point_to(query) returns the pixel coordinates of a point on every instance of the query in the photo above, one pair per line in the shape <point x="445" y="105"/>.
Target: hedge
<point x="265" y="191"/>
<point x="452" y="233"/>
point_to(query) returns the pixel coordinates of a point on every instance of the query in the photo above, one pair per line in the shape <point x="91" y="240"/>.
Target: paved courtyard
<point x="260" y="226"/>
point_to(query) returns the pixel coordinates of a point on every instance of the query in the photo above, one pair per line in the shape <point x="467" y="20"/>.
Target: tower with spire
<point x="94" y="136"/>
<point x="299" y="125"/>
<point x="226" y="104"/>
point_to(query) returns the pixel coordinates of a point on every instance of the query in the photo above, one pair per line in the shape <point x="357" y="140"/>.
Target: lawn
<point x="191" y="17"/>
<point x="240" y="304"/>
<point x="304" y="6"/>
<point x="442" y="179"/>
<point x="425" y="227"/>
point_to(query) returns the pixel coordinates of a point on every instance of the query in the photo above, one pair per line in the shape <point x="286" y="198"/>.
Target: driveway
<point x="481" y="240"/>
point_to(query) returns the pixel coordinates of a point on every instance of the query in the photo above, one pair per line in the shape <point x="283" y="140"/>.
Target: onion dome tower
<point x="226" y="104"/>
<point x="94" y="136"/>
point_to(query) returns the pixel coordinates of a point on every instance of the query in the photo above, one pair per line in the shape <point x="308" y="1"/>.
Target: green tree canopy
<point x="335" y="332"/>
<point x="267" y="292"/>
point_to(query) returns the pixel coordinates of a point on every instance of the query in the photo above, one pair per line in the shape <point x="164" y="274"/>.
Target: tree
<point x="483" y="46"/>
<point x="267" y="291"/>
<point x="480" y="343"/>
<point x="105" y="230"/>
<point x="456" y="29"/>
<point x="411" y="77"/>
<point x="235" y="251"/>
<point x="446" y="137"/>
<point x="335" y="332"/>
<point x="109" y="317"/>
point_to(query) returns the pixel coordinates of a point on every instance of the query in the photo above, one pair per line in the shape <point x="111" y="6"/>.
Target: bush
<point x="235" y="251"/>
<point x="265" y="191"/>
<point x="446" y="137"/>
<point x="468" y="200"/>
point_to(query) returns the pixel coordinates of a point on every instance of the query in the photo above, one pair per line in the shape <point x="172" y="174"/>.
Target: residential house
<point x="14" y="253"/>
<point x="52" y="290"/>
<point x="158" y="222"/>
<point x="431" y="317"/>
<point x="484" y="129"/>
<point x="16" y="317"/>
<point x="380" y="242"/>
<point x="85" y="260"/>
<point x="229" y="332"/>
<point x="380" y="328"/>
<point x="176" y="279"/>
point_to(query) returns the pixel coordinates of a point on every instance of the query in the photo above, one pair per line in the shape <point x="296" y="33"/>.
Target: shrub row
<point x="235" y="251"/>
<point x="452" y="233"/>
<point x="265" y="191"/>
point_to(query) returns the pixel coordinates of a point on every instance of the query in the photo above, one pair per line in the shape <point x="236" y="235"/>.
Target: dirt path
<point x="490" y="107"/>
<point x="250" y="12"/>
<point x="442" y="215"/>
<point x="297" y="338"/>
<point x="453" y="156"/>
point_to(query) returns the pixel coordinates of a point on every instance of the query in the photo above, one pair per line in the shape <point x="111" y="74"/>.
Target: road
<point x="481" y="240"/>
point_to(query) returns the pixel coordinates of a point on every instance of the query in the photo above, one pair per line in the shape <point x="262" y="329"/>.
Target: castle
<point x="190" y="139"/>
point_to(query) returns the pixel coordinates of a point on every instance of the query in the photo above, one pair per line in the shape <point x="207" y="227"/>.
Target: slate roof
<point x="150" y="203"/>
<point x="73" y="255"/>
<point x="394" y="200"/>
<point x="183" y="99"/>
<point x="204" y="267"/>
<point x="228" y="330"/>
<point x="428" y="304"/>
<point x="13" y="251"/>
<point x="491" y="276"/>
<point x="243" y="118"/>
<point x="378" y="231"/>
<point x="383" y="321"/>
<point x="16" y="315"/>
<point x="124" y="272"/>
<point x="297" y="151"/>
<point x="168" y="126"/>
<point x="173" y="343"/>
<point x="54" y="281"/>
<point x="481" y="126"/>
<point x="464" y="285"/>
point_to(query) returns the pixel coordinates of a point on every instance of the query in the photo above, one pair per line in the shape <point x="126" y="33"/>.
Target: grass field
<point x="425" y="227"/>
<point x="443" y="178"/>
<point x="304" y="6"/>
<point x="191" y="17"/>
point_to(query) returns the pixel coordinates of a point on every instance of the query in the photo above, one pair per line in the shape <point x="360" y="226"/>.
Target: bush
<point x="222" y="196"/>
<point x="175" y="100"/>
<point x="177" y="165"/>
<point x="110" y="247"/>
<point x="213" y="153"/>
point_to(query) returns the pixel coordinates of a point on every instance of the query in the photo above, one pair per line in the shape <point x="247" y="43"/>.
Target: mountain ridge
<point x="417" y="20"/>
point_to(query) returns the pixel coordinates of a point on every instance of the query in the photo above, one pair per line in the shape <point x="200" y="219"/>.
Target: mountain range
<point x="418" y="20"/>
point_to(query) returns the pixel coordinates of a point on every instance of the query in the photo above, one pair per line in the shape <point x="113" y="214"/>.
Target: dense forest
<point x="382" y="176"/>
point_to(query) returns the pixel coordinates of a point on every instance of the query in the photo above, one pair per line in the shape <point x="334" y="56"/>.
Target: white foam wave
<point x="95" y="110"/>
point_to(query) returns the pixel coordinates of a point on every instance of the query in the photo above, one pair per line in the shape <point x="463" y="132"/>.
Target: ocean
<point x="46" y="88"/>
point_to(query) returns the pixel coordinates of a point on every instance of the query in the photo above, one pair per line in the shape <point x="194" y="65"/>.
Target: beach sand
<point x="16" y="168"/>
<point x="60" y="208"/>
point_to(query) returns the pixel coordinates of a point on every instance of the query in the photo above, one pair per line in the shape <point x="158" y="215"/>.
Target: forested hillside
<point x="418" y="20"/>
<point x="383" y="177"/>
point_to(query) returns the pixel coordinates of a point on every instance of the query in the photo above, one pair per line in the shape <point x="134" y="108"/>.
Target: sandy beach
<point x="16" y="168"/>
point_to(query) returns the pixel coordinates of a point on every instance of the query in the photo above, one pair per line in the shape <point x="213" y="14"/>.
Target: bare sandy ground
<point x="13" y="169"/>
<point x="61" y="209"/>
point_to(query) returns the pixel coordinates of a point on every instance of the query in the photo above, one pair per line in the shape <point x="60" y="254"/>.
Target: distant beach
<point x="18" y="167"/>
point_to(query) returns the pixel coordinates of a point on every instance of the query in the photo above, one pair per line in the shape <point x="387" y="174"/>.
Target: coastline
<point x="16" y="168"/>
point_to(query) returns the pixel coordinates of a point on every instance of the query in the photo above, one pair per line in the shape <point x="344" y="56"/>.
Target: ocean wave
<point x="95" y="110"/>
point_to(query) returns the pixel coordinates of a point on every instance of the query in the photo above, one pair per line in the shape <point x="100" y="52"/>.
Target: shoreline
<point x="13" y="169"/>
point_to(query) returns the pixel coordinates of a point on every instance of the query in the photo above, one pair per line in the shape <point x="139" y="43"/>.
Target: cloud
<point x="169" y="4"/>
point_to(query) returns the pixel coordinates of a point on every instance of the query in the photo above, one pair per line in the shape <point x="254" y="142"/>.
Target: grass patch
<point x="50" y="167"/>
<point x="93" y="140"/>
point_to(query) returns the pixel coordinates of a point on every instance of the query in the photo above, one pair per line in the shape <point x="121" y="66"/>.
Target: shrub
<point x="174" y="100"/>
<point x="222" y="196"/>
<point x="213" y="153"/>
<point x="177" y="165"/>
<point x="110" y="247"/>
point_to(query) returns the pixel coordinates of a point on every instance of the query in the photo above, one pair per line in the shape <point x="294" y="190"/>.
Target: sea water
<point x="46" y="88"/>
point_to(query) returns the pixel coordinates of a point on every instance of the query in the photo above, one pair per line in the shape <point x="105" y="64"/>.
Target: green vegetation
^^^^
### [Activity]
Retype, exactly as written, each line from the one containing "Target: sea water" through the last line of the listing above, and leave out all other lines.

### [Response box]
Target: sea water
<point x="46" y="88"/>
point_to(query) returns the pixel coordinates of a point on every instance of the query in the photo above, one pair per line in the shape <point x="105" y="64"/>.
Target: green vegetation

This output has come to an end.